**What to work on:** Print the listing below exactly.

──────── Listing ────────

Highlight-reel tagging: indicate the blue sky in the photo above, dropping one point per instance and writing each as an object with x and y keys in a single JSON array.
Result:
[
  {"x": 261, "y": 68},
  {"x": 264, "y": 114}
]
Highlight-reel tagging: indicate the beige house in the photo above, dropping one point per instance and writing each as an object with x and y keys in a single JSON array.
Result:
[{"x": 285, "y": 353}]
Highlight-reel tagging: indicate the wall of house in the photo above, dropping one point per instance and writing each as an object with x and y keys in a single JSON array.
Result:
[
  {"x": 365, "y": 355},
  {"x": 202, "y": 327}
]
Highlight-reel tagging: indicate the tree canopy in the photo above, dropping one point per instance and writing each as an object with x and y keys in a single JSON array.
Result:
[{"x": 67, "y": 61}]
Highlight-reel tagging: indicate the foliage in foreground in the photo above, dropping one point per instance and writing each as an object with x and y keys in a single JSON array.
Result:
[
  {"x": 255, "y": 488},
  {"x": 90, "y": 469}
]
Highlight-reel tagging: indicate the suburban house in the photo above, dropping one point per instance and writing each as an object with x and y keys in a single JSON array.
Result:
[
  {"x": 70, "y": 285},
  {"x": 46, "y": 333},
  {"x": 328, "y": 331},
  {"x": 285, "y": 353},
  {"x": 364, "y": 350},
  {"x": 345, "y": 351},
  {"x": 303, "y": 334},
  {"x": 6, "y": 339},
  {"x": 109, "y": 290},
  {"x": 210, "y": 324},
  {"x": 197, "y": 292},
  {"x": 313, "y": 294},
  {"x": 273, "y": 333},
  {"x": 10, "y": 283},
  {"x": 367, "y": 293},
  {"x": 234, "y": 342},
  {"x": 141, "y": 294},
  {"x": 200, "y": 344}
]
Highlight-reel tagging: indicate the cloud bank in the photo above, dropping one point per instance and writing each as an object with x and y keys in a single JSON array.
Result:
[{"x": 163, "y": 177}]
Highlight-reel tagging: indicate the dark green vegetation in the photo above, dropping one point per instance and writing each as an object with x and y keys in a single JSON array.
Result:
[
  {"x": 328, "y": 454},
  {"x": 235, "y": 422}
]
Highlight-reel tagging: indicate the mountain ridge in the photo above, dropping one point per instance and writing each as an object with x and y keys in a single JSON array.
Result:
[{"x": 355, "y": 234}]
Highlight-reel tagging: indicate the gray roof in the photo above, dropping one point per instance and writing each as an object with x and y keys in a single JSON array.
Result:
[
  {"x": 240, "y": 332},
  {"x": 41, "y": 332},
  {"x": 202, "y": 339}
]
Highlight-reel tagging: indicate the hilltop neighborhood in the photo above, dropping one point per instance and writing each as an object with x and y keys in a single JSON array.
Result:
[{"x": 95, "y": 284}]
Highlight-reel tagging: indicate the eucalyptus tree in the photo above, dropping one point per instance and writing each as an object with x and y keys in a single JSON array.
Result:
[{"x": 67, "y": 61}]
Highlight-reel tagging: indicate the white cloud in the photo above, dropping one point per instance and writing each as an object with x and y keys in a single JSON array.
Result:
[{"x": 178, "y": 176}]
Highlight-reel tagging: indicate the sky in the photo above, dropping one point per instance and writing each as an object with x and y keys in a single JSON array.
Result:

────────

**Task response:**
Highlight-reel tagging: indicate the blue sky in the photo above, dropping one point per instance and writing each as an object with x and y keys in a single JSON array.
Result:
[
  {"x": 261, "y": 68},
  {"x": 264, "y": 114}
]
Highlight-reel tagging: indicate the beige house in the photo above, dropping one point per instance and writing each as an object with x and y keys in a single JSON array.
Result:
[{"x": 285, "y": 353}]
Highlight-reel tagging: indicate the wall of house in the photo above, dropping one point per instance and writing each as an object with x and y keys in a single JSON array.
Result:
[
  {"x": 365, "y": 355},
  {"x": 202, "y": 327}
]
Highlight-reel tagging: indicate the tree canopy in the photo above, dropping one point per instance and writing each as an object with x and y keys in a single JSON array.
Result:
[{"x": 67, "y": 61}]
Highlight-reel tagging: indicate the foliage in foreground in the photo above, dropping one point per instance and writing each as an object with x and y keys in a single JSON array.
Result:
[
  {"x": 255, "y": 488},
  {"x": 90, "y": 469}
]
Highlight-reel tagging: indicate the suburban house in the photo above, dropping one point per instance and writing each as an object with x and y keys in a single JSON array.
Result:
[
  {"x": 70, "y": 285},
  {"x": 46, "y": 333},
  {"x": 328, "y": 331},
  {"x": 285, "y": 353},
  {"x": 364, "y": 350},
  {"x": 345, "y": 351},
  {"x": 303, "y": 334},
  {"x": 6, "y": 339},
  {"x": 109, "y": 290},
  {"x": 210, "y": 324},
  {"x": 197, "y": 292},
  {"x": 313, "y": 294},
  {"x": 273, "y": 333},
  {"x": 10, "y": 283},
  {"x": 367, "y": 293},
  {"x": 234, "y": 342},
  {"x": 141, "y": 294},
  {"x": 200, "y": 344}
]
Highlight-reel tagging: indicate the cloud bank in the photo above, dropping one point per instance and writing each as an object with x and y keys in a single JSON array.
Result:
[{"x": 163, "y": 177}]
Highlight-reel tagging: indicate the dark green vegetation in the photo above, dropping one point per instance and writing each as an object with x and y keys in a single JSON array.
Result:
[
  {"x": 328, "y": 454},
  {"x": 235, "y": 422}
]
Highlight-reel tagging: indicate the mountain ridge in the photo above, dropping one point per instance and writing each as an object with x and y keys in a single JSON array.
Result:
[{"x": 355, "y": 234}]
Highlight-reel tagging: indicate the gray roof in the photo above, dropping one point per instance and writing each as an object with x and y keys in a single JSON array.
Result:
[
  {"x": 240, "y": 332},
  {"x": 41, "y": 332},
  {"x": 202, "y": 339}
]
Highlight-reel tagging: indicate the hilltop neighborhood in the photo above, dropping one point per instance and writing each as an object with x and y keys in a single JSON array.
Result:
[{"x": 95, "y": 284}]
Highlight-reel tagging: indicate the eucalyptus tree in the photo above, dropping one point per instance and writing each as an object with x and y keys in a single JSON array.
Result:
[{"x": 67, "y": 61}]
Highlight-reel tagging: indicate the white cloud in the photo above, dropping one point per instance and writing each as an object with x and y keys in a single JSON array.
Result:
[{"x": 178, "y": 176}]
Highlight-reel tagging: indicate the sky in the photo above, dropping one point per instance and writing each as an object with x and y keys in a single JSON array.
Result:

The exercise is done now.